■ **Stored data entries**
>>

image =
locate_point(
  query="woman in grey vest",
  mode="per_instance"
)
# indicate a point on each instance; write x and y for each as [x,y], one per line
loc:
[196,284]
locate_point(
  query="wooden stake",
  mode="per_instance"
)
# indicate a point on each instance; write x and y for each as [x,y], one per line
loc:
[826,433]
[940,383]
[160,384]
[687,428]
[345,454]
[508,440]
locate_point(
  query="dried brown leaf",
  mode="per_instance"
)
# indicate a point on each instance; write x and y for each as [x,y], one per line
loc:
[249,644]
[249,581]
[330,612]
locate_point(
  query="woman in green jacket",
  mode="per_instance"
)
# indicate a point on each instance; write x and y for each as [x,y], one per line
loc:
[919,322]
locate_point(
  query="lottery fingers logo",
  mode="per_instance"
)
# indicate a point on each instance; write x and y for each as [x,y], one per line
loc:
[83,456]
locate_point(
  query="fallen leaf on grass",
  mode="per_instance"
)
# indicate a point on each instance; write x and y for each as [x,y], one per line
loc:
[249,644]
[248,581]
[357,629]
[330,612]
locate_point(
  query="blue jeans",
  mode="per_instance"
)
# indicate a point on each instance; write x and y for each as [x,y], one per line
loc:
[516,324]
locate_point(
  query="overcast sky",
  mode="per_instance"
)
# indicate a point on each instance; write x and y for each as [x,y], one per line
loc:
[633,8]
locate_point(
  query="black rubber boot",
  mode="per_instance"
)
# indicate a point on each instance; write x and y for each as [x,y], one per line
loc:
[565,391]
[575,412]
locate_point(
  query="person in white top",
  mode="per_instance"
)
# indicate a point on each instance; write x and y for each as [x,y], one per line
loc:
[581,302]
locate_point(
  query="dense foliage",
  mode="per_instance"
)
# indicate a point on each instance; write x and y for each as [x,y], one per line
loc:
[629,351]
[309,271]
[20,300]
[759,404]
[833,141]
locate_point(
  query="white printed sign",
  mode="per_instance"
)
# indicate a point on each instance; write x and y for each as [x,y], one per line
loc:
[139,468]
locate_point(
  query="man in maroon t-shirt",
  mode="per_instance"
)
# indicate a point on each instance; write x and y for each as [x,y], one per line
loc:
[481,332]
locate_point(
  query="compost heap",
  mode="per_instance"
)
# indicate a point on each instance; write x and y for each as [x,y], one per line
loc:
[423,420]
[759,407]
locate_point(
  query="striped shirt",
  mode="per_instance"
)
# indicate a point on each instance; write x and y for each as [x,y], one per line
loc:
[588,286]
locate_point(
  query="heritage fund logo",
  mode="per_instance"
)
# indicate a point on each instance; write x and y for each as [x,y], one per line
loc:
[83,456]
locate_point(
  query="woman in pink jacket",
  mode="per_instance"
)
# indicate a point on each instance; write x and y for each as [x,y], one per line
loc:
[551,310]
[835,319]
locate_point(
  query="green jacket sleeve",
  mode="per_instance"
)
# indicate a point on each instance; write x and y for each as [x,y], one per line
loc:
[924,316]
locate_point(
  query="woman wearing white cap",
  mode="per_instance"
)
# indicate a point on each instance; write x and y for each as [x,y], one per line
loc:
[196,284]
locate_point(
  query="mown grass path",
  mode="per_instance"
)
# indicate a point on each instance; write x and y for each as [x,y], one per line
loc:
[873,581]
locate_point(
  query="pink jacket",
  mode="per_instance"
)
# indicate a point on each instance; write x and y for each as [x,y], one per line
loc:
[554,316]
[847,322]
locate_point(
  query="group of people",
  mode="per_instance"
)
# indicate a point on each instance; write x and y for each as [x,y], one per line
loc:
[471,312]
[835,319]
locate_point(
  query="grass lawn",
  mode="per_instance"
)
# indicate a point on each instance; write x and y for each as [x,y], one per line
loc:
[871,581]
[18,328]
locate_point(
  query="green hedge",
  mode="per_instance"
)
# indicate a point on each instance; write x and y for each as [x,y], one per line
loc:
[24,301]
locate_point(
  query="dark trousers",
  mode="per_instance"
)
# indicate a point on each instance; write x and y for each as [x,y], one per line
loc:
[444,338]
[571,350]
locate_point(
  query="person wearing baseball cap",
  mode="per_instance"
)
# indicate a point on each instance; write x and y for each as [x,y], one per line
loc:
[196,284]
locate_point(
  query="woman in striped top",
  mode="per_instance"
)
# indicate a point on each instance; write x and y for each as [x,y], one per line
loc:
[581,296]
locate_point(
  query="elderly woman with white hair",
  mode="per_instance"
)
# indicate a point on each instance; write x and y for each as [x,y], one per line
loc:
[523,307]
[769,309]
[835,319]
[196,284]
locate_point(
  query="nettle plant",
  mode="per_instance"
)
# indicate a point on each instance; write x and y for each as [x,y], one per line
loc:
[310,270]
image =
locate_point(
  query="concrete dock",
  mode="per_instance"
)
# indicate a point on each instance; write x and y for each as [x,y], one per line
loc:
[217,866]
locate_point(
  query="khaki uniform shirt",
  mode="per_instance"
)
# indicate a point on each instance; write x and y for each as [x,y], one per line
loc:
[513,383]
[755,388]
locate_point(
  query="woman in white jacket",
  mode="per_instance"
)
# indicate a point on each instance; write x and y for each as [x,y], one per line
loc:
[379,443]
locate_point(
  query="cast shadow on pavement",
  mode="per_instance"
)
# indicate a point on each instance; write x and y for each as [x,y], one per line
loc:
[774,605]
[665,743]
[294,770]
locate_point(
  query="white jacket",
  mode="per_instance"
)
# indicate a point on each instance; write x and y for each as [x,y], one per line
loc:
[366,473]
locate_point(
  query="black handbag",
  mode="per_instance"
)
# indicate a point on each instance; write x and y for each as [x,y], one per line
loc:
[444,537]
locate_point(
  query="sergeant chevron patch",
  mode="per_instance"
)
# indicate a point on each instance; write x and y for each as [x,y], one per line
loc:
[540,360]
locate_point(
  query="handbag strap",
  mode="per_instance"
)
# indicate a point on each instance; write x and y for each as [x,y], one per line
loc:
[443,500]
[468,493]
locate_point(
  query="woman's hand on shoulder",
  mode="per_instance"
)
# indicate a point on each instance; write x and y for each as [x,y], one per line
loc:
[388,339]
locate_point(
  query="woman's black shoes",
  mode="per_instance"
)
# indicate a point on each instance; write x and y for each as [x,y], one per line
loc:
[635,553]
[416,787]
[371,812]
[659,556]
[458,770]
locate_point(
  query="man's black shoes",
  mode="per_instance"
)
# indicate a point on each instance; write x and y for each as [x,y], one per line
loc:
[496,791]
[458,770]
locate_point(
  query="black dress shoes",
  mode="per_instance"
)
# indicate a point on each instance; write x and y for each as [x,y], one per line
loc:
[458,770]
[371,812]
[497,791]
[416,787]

<<

■ **Request**
Return the material exactly as it stands.

■ **Exercise output**
image =
locate_point(
  query="woman in grey vest",
  mode="per_instance"
)
# indicate a point on each instance; write x and y for each as [x,y], one per line
loc:
[196,284]
locate_point(
  query="wooden stake",
  mode="per_instance"
)
# indicate a point on each instance; write x and y for each as [x,y], one per line
loc:
[826,433]
[940,383]
[160,384]
[687,428]
[345,454]
[508,440]
locate_point(
  query="dried brown leaf",
  mode="per_instance"
)
# indicate a point on each instance; write x and y for each as [x,y], one per line
loc:
[249,644]
[249,581]
[330,612]
locate_point(
  query="woman in green jacket",
  mode="per_instance"
)
# indicate a point on each instance; write x and y for each as [x,y], one per line
loc:
[919,322]
locate_point(
  query="lottery fingers logo",
  mode="per_instance"
)
# indicate a point on each instance; write x and y for each as [x,y], one per line
loc:
[83,456]
locate_point(
  query="fallen leaf on grass",
  mode="per_instance"
)
# indicate a point on each instance; write x and y for each as [x,y], one per line
loc:
[249,644]
[248,581]
[357,629]
[330,612]
locate_point(
  query="blue jeans",
  mode="per_instance"
)
# indicate a point on each instance; write x and y for each as [x,y], one per line
loc:
[516,324]
locate_point(
  query="overcast sky",
  mode="per_instance"
)
# indicate a point on each instance; write x and y for each as [x,y], one per line
loc:
[633,8]
locate_point(
  query="black rubber boot",
  mode="per_instance"
)
# indicate a point on each instance; write x and y for each as [x,y], one per line
loc:
[565,391]
[575,412]
locate_point(
  query="person in white top",
  mode="per_instance"
)
# indicate a point on each instance; write x and y for each as [x,y], one per line
loc:
[581,302]
locate_point(
  query="dense foliage",
  mode="per_instance"
)
# indicate a point on each instance; write x and y for each as [x,y], one per line
loc:
[629,351]
[309,271]
[20,300]
[759,404]
[833,141]
locate_point(
  query="white printed sign",
  mode="per_instance"
)
# indicate a point on each instance; write x and y for each as [x,y], one per line
loc:
[139,468]
locate_point(
  query="man in maroon t-shirt",
  mode="per_instance"
)
# indicate a point on each instance; write x and y for each as [x,y], one per line
loc:
[481,332]
locate_point(
  query="compost heap",
  mode="per_instance"
)
# indicate a point on each instance; write x and y for each as [x,y], one per line
loc:
[423,420]
[759,407]
locate_point(
  query="striped shirt",
  mode="per_instance"
)
# indicate a point on each instance; write x and y for each as [x,y], one per line
loc:
[588,286]
locate_point(
  query="heritage fund logo",
  mode="per_instance"
)
# indicate a point on each instance; write x and y for each as [x,y], one per line
loc:
[83,456]
locate_point(
  query="woman in pink jacket",
  mode="per_instance"
)
# indicate a point on each instance; write x and y for each as [x,y], one per line
loc:
[551,310]
[835,319]
locate_point(
  query="green jacket sleeve",
  mode="per_instance"
)
# indicate a point on each instance; write x and y for each as [x,y], one per line
loc:
[924,316]
locate_point(
  query="woman wearing white cap",
  mode="per_instance"
)
# indicate a point on each instance; write x and y for each as [x,y], one per line
loc:
[196,284]
locate_point(
  query="mown grass path",
  mode="per_instance"
)
# indicate a point on each instance; write x and y for each as [x,y], one per line
loc:
[873,581]
locate_point(
  query="pink jacket",
  mode="per_instance"
)
# indicate a point on each instance; write x and y for each as [x,y], one per line
loc:
[554,316]
[847,322]
locate_point(
  query="group of people",
  mode="per_instance"
)
# indicate a point on each instance; write x and y for each as [x,y], one per line
loc:
[471,312]
[835,319]
locate_point(
  query="grass lawn",
  mode="per_instance"
)
# indicate a point on each instance; write x and y for each as [x,y], one per line
loc:
[871,581]
[18,328]
locate_point(
  query="green hedge",
  mode="per_instance"
)
# indicate a point on each instance; write x and y for each as [x,y], one per line
loc:
[24,301]
locate_point(
  query="dark trousers",
  mode="per_instance"
)
# indicate a point on each instance; write x and y for each as [x,y], one per line
loc:
[444,338]
[571,350]
locate_point(
  query="person wearing baseball cap",
  mode="per_instance"
)
# indicate a point on each instance; write x and y for each as [x,y], one per line
loc:
[196,284]
locate_point(
  query="woman in striped top",
  mode="per_instance"
)
# indicate a point on each instance; write x and y for each as [x,y], one per line
loc:
[581,296]
locate_point(
  query="elderly woman with white hair",
  mode="per_instance"
)
# indicate a point on each instance; write x and y for each as [x,y], one per line
loc:
[523,307]
[769,309]
[835,319]
[196,284]
locate_point(
  query="nettle plant",
  mode="per_instance"
)
# indicate a point on each instance; write x and y for each as [x,y], one per line
loc:
[310,270]
image =
locate_point(
  query="concrete dock",
  mode="per_instance"
)
# indicate a point on each instance; write x and y for each as [x,y], one per line
loc:
[217,866]
locate_point(
  query="khaki uniform shirt",
  mode="per_instance"
)
# indicate a point on each instance; write x and y for each as [x,y], one per line
loc:
[513,383]
[755,388]
locate_point(
  query="woman in white jacket",
  mode="per_instance"
)
# indicate a point on each instance; write x and y for each as [x,y], one per line
loc:
[379,443]
locate_point(
  query="cast shadow on pavement",
  mode="per_instance"
)
# indicate a point on each instance; write x and y for each as [x,y], one per line
loc:
[774,605]
[665,743]
[294,770]
locate_point(
  query="white jacket",
  mode="per_instance"
)
# indicate a point on each instance; write x and y for each as [x,y], one per line
loc:
[366,473]
locate_point(
  query="black handbag",
  mode="per_instance"
)
# indicate a point on each instance; write x and y for each as [x,y], one per line
loc:
[444,537]
locate_point(
  query="sergeant chevron patch",
  mode="per_instance"
)
# indicate a point on each instance; write x and y for each as [x,y], one per line
loc:
[540,360]
locate_point(
  query="handbag strap",
  mode="per_instance"
)
# indicate a point on each instance; write x and y for each as [x,y], one per line
loc:
[443,500]
[468,493]
locate_point(
  query="woman's hand on shoulder",
  mode="per_instance"
)
# indicate a point on each instance; write x and y for each as [x,y], one per line
loc:
[388,339]
locate_point(
  query="woman's black shoes",
  mode="per_instance"
)
# indicate a point on each instance; write x and y for each as [x,y], one per line
loc:
[635,553]
[416,787]
[371,812]
[659,556]
[458,770]
locate_point(
  query="man's black shoes",
  mode="per_instance"
)
# indicate a point on each instance; write x and y for each as [x,y], one per line
loc:
[496,791]
[458,770]
locate_point(
  query="black dress shoes",
  mode="per_instance"
)
# indicate a point on each instance; write x and y for each as [x,y], one per line
loc:
[458,770]
[371,812]
[497,791]
[416,787]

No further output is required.